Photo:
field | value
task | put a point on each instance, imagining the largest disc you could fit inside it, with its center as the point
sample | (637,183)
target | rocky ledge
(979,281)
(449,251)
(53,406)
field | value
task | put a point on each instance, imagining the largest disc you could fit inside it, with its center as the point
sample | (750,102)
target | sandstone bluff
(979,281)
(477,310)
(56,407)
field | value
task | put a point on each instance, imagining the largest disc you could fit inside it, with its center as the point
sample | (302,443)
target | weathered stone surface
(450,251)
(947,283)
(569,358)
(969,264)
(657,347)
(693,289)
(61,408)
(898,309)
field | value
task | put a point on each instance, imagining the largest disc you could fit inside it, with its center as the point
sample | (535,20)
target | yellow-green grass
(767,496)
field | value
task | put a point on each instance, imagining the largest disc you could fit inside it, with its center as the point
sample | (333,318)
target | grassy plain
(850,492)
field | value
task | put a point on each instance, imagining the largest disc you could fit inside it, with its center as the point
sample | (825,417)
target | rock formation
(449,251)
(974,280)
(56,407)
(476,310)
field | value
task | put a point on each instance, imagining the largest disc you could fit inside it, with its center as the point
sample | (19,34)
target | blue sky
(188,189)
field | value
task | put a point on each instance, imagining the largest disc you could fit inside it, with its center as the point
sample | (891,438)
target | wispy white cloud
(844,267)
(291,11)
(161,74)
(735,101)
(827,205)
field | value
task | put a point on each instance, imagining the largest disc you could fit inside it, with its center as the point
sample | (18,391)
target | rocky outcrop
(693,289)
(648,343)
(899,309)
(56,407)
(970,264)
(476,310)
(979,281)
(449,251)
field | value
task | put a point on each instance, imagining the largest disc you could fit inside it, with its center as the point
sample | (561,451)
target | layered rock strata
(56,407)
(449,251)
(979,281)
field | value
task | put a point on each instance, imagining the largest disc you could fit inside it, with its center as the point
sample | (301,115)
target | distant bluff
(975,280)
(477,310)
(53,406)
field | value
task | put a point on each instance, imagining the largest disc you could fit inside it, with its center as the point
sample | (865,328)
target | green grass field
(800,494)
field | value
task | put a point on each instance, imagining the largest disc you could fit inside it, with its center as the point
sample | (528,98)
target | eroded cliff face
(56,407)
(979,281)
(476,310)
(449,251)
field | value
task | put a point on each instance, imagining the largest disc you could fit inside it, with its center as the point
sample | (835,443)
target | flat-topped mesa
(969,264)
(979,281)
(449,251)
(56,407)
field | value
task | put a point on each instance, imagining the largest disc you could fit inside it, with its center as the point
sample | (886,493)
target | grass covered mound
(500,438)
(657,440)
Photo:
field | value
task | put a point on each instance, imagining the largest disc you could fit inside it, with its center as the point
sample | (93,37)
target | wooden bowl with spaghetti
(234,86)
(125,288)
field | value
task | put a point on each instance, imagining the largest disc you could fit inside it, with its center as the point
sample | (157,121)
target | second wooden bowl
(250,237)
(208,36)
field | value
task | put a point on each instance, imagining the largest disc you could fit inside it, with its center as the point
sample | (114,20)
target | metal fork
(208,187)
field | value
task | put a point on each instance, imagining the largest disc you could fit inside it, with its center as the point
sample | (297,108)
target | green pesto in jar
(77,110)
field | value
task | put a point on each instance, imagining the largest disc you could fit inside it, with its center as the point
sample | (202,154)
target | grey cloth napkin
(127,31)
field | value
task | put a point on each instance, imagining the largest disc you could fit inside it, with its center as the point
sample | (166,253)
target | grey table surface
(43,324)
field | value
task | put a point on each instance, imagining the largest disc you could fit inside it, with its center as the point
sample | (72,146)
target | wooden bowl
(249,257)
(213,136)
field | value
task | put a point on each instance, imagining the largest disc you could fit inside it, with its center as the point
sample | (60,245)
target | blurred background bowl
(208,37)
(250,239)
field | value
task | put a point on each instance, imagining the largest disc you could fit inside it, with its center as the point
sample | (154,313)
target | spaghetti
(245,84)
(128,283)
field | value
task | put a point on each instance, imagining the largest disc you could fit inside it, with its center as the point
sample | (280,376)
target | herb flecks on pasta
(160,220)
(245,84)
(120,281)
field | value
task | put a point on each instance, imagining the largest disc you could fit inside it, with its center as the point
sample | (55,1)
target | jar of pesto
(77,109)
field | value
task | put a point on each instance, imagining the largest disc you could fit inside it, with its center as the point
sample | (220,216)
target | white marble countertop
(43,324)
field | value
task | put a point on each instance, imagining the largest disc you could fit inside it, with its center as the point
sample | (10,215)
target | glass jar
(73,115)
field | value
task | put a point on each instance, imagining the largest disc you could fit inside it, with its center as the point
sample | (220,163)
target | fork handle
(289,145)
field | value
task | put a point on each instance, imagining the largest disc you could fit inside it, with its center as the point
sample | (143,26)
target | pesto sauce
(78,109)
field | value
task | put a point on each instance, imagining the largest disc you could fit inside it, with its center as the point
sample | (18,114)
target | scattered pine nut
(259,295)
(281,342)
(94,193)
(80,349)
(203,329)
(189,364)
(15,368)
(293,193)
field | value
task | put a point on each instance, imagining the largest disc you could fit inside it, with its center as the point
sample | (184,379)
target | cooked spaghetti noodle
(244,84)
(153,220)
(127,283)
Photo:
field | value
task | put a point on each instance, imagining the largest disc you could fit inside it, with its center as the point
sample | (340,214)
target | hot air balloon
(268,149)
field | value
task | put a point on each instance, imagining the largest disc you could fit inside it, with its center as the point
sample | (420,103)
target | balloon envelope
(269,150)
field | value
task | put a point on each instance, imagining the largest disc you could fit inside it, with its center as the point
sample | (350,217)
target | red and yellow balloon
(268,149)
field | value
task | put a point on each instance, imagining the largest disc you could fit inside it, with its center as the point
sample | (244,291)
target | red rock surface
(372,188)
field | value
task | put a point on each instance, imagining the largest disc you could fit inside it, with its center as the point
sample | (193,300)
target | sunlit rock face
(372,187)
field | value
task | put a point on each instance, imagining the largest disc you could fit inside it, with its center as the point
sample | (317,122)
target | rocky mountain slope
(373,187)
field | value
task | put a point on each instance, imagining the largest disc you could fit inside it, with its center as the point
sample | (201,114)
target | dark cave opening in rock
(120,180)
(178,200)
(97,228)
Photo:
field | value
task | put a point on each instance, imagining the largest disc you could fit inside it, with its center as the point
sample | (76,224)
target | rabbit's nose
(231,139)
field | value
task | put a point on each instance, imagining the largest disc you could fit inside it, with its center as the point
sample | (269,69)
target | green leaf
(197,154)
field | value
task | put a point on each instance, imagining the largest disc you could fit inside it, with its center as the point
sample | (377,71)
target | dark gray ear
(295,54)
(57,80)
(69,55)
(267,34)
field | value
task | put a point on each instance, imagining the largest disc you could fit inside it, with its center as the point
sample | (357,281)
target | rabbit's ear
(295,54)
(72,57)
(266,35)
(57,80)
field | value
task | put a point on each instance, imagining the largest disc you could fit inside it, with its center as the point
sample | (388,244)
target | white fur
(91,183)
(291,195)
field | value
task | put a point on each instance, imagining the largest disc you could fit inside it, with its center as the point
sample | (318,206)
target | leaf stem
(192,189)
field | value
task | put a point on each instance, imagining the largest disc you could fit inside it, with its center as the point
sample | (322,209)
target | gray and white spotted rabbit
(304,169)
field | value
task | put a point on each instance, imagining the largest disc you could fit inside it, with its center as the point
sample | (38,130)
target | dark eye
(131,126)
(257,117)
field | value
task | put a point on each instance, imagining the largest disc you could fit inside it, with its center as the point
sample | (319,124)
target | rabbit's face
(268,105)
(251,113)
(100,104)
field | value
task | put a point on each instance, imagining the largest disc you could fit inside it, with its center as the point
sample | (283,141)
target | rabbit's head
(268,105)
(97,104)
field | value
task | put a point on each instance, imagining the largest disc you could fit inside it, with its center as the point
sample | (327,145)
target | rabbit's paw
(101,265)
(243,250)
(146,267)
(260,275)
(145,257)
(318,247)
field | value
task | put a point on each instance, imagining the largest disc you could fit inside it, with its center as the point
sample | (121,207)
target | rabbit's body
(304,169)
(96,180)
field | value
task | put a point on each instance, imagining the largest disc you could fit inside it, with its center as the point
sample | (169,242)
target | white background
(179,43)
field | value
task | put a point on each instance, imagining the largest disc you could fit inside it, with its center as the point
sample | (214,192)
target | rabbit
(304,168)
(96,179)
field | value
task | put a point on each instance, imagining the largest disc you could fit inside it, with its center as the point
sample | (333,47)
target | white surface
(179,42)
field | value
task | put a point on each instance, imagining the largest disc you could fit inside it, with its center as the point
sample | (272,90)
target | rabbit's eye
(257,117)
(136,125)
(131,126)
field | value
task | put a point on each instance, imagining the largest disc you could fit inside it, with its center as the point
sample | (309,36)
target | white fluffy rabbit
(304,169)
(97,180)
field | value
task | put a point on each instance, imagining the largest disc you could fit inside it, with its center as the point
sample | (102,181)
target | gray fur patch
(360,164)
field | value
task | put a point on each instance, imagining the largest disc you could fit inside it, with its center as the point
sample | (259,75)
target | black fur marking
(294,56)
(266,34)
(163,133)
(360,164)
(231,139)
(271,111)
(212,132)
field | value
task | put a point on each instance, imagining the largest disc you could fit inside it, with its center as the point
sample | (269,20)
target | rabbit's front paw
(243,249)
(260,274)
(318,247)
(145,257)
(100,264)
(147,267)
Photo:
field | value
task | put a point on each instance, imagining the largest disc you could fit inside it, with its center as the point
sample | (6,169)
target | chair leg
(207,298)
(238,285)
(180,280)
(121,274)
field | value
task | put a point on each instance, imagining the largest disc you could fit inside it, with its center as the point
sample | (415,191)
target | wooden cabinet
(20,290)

**Exercise prompt**
Go to the line with "sample | (333,47)" and set down that line and every line after it, through the end of the material above, word for word.

**Solution below**
sample | (333,47)
target | white surface
(179,42)
field | value
task | put a point on each instance, imagining the largest disc you could fit inside it, with its center as the point
sample | (272,90)
target | rabbit's eye
(257,117)
(136,125)
(131,126)
field | value
task | put a point on each instance, imagining the largest disc you could fit inside it, with its center as the point
sample | (309,36)
target | white fluffy rabbit
(304,169)
(97,180)
field | value
task | put a point on each instance, imagining the largest disc you could fit inside it, with its center as the point
sample | (102,181)
target | gray fur patch
(360,164)
field | value
task | put a point on each instance, imagining the largest disc you could fit inside it, with its center as the point
sample | (259,75)
target | black fur marking
(294,56)
(266,34)
(163,133)
(360,164)
(231,139)
(271,111)
(212,132)
field | value
task | put a point on each instance, imagining the largest disc you could fit inside it, with its center as the point
sample | (269,20)
target | rabbit's front paw
(243,249)
(260,274)
(318,247)
(145,257)
(100,264)
(147,267)
Photo:
field | value
task | put a point on each instance, imagining the largest disc you could fit inside it, with its center as the point
sample | (6,169)
target | chair leg
(207,298)
(238,285)
(180,280)
(121,274)
field | value
task | put a point on each instance, imagining the largest disc you could fit inside it, with its center as the point
sample | (415,191)
target | wooden cabinet
(20,290)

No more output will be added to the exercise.